Any images in the records should be skipped; transcribe the rest exactly.

--- START ---

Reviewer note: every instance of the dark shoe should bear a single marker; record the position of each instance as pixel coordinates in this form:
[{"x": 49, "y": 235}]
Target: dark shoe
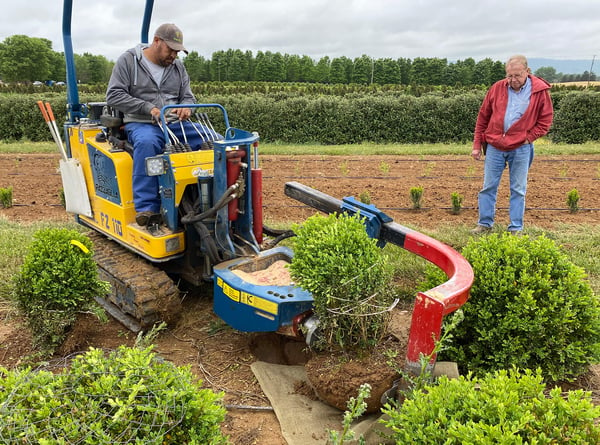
[
  {"x": 148, "y": 218},
  {"x": 481, "y": 230}
]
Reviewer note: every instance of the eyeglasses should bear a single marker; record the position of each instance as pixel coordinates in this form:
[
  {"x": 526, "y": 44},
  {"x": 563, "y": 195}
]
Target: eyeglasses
[{"x": 515, "y": 76}]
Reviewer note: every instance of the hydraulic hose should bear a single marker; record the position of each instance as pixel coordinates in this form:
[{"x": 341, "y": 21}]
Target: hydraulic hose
[{"x": 228, "y": 196}]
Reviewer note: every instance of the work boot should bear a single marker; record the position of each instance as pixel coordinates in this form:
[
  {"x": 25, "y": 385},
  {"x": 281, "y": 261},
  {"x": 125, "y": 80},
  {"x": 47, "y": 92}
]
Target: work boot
[
  {"x": 148, "y": 218},
  {"x": 481, "y": 230}
]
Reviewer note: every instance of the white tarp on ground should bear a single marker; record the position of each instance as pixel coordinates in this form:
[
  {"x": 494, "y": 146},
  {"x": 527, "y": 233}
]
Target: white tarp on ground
[{"x": 305, "y": 421}]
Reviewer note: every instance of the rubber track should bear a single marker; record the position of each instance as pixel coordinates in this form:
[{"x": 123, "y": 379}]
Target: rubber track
[{"x": 139, "y": 289}]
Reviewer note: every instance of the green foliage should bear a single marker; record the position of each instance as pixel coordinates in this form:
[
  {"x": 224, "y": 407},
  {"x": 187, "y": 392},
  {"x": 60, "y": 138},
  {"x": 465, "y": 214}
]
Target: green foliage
[
  {"x": 325, "y": 114},
  {"x": 343, "y": 268},
  {"x": 529, "y": 307},
  {"x": 500, "y": 408},
  {"x": 25, "y": 58},
  {"x": 356, "y": 408},
  {"x": 6, "y": 197},
  {"x": 58, "y": 279},
  {"x": 129, "y": 396},
  {"x": 456, "y": 199},
  {"x": 416, "y": 195},
  {"x": 576, "y": 121},
  {"x": 573, "y": 200}
]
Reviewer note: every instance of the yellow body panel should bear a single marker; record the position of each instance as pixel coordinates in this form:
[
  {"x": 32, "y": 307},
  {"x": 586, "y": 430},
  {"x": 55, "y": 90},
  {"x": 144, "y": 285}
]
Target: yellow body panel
[{"x": 111, "y": 195}]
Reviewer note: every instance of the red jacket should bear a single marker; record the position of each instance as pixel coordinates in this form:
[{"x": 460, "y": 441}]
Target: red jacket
[{"x": 534, "y": 123}]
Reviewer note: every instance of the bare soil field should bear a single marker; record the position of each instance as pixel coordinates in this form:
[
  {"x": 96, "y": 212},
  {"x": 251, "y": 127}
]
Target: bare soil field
[{"x": 220, "y": 356}]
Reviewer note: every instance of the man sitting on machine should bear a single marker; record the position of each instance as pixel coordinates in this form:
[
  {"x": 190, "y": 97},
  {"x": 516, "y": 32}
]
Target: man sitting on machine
[{"x": 145, "y": 79}]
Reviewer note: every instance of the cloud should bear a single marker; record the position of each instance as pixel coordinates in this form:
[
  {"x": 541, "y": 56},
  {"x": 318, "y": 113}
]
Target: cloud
[{"x": 378, "y": 28}]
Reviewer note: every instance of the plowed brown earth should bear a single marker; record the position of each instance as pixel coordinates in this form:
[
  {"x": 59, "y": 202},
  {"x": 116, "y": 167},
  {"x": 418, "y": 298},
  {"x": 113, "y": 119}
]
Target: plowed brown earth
[{"x": 220, "y": 356}]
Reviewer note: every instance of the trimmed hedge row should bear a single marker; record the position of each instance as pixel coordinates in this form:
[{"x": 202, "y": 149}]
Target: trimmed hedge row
[{"x": 297, "y": 118}]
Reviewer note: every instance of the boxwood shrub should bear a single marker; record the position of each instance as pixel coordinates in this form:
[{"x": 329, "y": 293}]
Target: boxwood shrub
[
  {"x": 529, "y": 307},
  {"x": 58, "y": 279},
  {"x": 130, "y": 396},
  {"x": 504, "y": 407},
  {"x": 345, "y": 272}
]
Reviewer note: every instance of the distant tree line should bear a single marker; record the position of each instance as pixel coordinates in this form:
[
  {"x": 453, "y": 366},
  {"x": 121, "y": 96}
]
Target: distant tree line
[{"x": 27, "y": 59}]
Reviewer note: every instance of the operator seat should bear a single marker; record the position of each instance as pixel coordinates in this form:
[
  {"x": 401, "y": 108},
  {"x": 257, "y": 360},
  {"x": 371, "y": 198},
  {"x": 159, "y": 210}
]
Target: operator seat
[{"x": 112, "y": 119}]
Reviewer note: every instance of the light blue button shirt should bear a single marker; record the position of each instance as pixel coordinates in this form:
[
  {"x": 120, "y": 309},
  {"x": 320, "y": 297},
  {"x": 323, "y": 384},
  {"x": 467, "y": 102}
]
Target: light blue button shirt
[{"x": 518, "y": 101}]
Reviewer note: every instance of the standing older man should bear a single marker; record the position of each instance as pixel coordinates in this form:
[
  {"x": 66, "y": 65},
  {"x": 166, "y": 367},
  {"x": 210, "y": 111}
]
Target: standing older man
[
  {"x": 515, "y": 112},
  {"x": 145, "y": 79}
]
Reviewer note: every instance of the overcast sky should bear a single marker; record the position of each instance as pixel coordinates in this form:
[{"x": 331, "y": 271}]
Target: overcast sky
[{"x": 451, "y": 29}]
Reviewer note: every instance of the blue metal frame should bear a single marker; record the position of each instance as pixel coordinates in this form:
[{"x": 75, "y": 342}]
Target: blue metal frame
[{"x": 76, "y": 110}]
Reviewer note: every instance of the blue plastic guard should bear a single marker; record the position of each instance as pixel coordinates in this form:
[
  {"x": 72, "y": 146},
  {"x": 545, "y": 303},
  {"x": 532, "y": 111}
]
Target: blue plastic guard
[
  {"x": 373, "y": 217},
  {"x": 251, "y": 307}
]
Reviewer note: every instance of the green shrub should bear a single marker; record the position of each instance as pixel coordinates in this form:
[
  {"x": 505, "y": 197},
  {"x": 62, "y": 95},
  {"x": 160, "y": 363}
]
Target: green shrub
[
  {"x": 573, "y": 200},
  {"x": 58, "y": 279},
  {"x": 529, "y": 307},
  {"x": 343, "y": 268},
  {"x": 129, "y": 396},
  {"x": 416, "y": 195},
  {"x": 500, "y": 408},
  {"x": 456, "y": 199}
]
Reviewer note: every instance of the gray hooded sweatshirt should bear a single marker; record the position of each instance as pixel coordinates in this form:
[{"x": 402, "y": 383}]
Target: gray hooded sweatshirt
[{"x": 133, "y": 91}]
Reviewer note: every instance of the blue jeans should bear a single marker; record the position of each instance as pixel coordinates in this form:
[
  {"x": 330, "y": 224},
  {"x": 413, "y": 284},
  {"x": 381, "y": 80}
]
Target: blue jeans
[
  {"x": 518, "y": 162},
  {"x": 148, "y": 140}
]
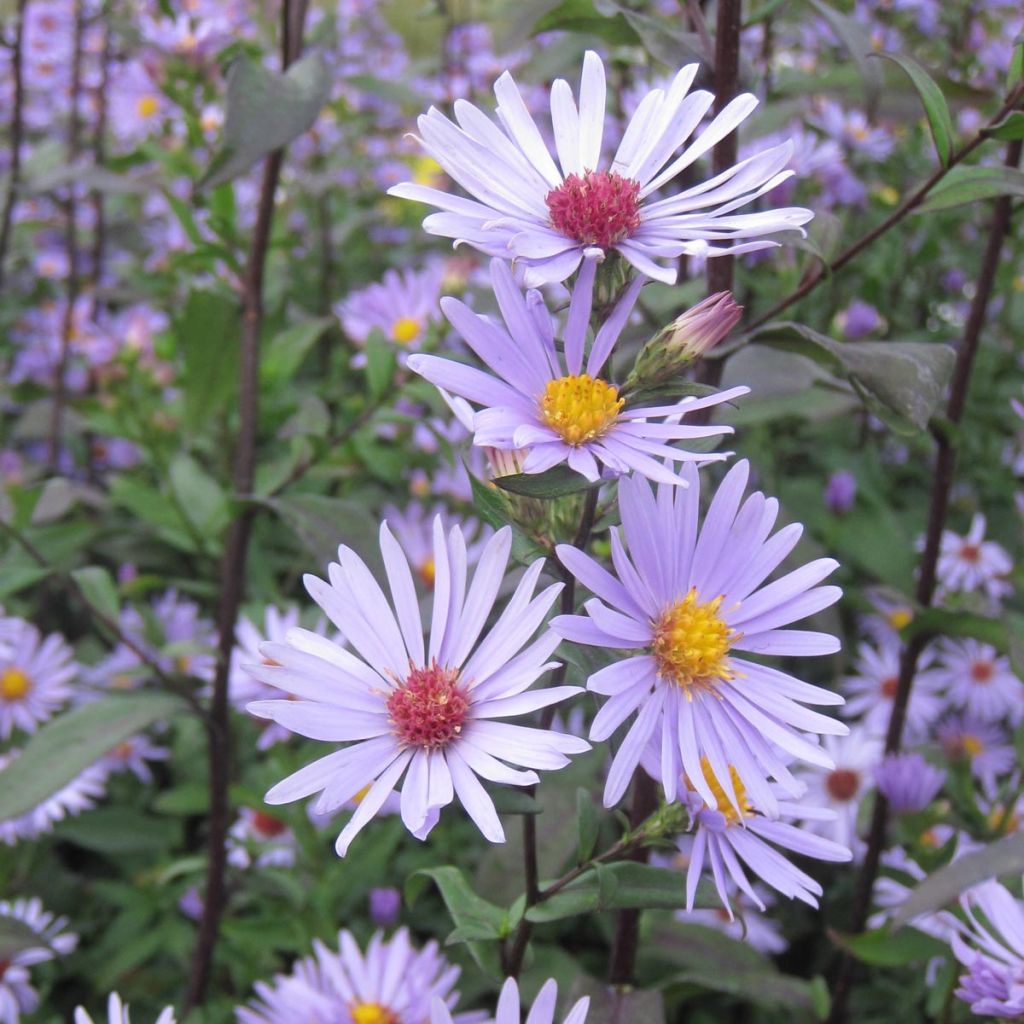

--- END ---

• _YOUR SOLUTION_:
Reviewer note: every instance of the dark shoe should bear a single marker; record the position of each instance as pixel coordinates in this form:
[{"x": 49, "y": 235}]
Target: dark shoe
[
  {"x": 148, "y": 218},
  {"x": 481, "y": 230}
]
Reviewer note: every instance of the eyeglasses should bear a single marker; record the position of each instance as pixel coordinates in this form:
[
  {"x": 526, "y": 44},
  {"x": 563, "y": 195}
]
Target: eyeglasses
[{"x": 515, "y": 76}]
Reviewer note: every instance of the hydraulic hose should bear a single marker; record the position of each instance as pixel coordinates in this form:
[{"x": 341, "y": 21}]
Target: hydraulic hose
[{"x": 228, "y": 196}]
Reviewer note: every instance of the work boot should bear a single marker; record the position of each instance as pixel coordinates in this form:
[
  {"x": 25, "y": 385},
  {"x": 281, "y": 261},
  {"x": 125, "y": 80},
  {"x": 47, "y": 92}
]
Target: work boot
[
  {"x": 148, "y": 218},
  {"x": 481, "y": 230}
]
Reviewer note: every instance of the white tarp on ground should bear a single marker; record the position of each instance as pixel coordinates in this form:
[
  {"x": 494, "y": 146},
  {"x": 527, "y": 233}
]
Target: white tarp on ground
[{"x": 305, "y": 421}]
Reviewer note: every instance of the rubber track should bear a single marker; record the position of each instance as pixel coordinates in this form:
[{"x": 123, "y": 379}]
Target: rubber track
[{"x": 139, "y": 289}]
Reviewer note: every instance of the green foliage should bear a single marker; record the position of each instance as pixel coordinates in this form:
[
  {"x": 224, "y": 407},
  {"x": 187, "y": 392},
  {"x": 60, "y": 138},
  {"x": 465, "y": 214}
]
Target: green foliage
[
  {"x": 325, "y": 114},
  {"x": 343, "y": 268},
  {"x": 529, "y": 307},
  {"x": 500, "y": 408},
  {"x": 25, "y": 58},
  {"x": 356, "y": 408},
  {"x": 6, "y": 197},
  {"x": 58, "y": 279},
  {"x": 129, "y": 396},
  {"x": 456, "y": 199},
  {"x": 416, "y": 195},
  {"x": 576, "y": 121},
  {"x": 573, "y": 200}
]
Reviewer note: every instance of the yellow body panel should bear a single marker; record the position of each instance as pixel coordinates in this form:
[
  {"x": 32, "y": 307},
  {"x": 586, "y": 430},
  {"x": 55, "y": 90},
  {"x": 144, "y": 285}
]
Target: yellow body panel
[{"x": 111, "y": 195}]
Reviewer note: every instance of the red jacket should bear a single marker; record the position of each instance as pixel coordinates in this form:
[{"x": 460, "y": 441}]
Target: red jacket
[{"x": 534, "y": 123}]
Reviewer note: every instance of the bare soil field should bear a single marker; record the position of each instance as pixel coordinates in this form:
[
  {"x": 96, "y": 212},
  {"x": 251, "y": 127}
]
Target: bare soil field
[{"x": 220, "y": 356}]
Reviewer note: every instance of the man sitting on machine should bear a single marker; record the position of each instance as pixel coordinates in this form:
[
  {"x": 190, "y": 97},
  {"x": 516, "y": 32}
]
Target: man sitting on machine
[{"x": 145, "y": 79}]
Reviewer note: every instance of the cloud should bear a single marker; record the position of each instance as pixel coordinates in this form:
[
  {"x": 541, "y": 56},
  {"x": 318, "y": 113}
]
Target: cloud
[{"x": 378, "y": 28}]
Reviewer note: every instance of the plowed brown earth should bear a single marker; record the position of each instance as pixel coordinates in this form:
[
  {"x": 59, "y": 202},
  {"x": 116, "y": 167},
  {"x": 418, "y": 298},
  {"x": 113, "y": 119}
]
Target: plowed brown earth
[{"x": 220, "y": 356}]
Reviewer note: every instance of the trimmed hedge row should bear a single marker; record the position of each instance as pixel coordinates in this form:
[{"x": 202, "y": 149}]
Target: trimmed hedge row
[{"x": 297, "y": 118}]
Reviewer note: every instance of the boxwood shrub should bear a single marker; record the position of each instance as pixel coordinates in this form:
[{"x": 329, "y": 293}]
Target: boxwood shrub
[
  {"x": 529, "y": 307},
  {"x": 58, "y": 279},
  {"x": 130, "y": 396},
  {"x": 504, "y": 407},
  {"x": 345, "y": 272}
]
Reviewer note: every instance of the distant tree line should bear a single marker; record the position of each instance as pixel coordinates in this form:
[
  {"x": 453, "y": 366},
  {"x": 121, "y": 96}
]
Target: distant tree line
[{"x": 27, "y": 59}]
Reviewer note: every instance of the operator seat should bear a single marker; record the position of each instance as pixel coordinates in this form:
[
  {"x": 401, "y": 108},
  {"x": 257, "y": 360},
  {"x": 371, "y": 198},
  {"x": 159, "y": 210}
]
Target: operator seat
[{"x": 112, "y": 119}]
Reviewer note: every instance of the light blue button shirt should bear a single marker; record the position of each instance as pixel coordinates in this form:
[
  {"x": 120, "y": 309},
  {"x": 320, "y": 297},
  {"x": 323, "y": 384},
  {"x": 467, "y": 102}
]
Target: light blue button shirt
[{"x": 518, "y": 101}]
Reviewer note: every instance of the standing older man should bear a single marker; record the position of each instance as pixel coordinates in this form:
[
  {"x": 66, "y": 65},
  {"x": 166, "y": 367},
  {"x": 210, "y": 111}
]
Target: standing older man
[
  {"x": 515, "y": 112},
  {"x": 145, "y": 79}
]
Reviewer note: every instance of the overcast sky should bear a single marker; record the position of each instance as pixel coordinates in this form:
[{"x": 331, "y": 271}]
Target: overcast sky
[{"x": 451, "y": 29}]
Reviewer note: every instance of the blue metal frame should bear a single marker; record the position of each instance as pixel coordinates in this form:
[{"x": 75, "y": 342}]
Target: blue metal frame
[{"x": 76, "y": 110}]
Reviewer note: every instance of the blue plastic guard should bear a single marker; record the position of each instance as pixel coordinates in this form:
[
  {"x": 72, "y": 146},
  {"x": 545, "y": 303},
  {"x": 532, "y": 111}
]
Target: blue plastic guard
[
  {"x": 373, "y": 217},
  {"x": 251, "y": 307}
]
Reviewer note: every instance of the green shrub should bear a single marker; record the position of each instance as pixel coordinates in this form:
[
  {"x": 505, "y": 197},
  {"x": 62, "y": 95},
  {"x": 160, "y": 363}
]
Target: green shrub
[
  {"x": 573, "y": 200},
  {"x": 58, "y": 279},
  {"x": 529, "y": 307},
  {"x": 343, "y": 268},
  {"x": 129, "y": 396},
  {"x": 416, "y": 195},
  {"x": 500, "y": 408},
  {"x": 456, "y": 199}
]
Reviewer note: every instance of the gray hooded sweatshirt should bear a single marker; record the position of each instance as pixel coordinates in this form:
[{"x": 402, "y": 383}]
Target: gray hooded sweatshirt
[{"x": 133, "y": 91}]
Reviewer note: every instance of the blue jeans should bear a single marker; record the position of each instance as pixel coordinates in this form:
[
  {"x": 330, "y": 224},
  {"x": 413, "y": 284},
  {"x": 381, "y": 80}
]
Target: blue jeans
[
  {"x": 518, "y": 162},
  {"x": 148, "y": 140}
]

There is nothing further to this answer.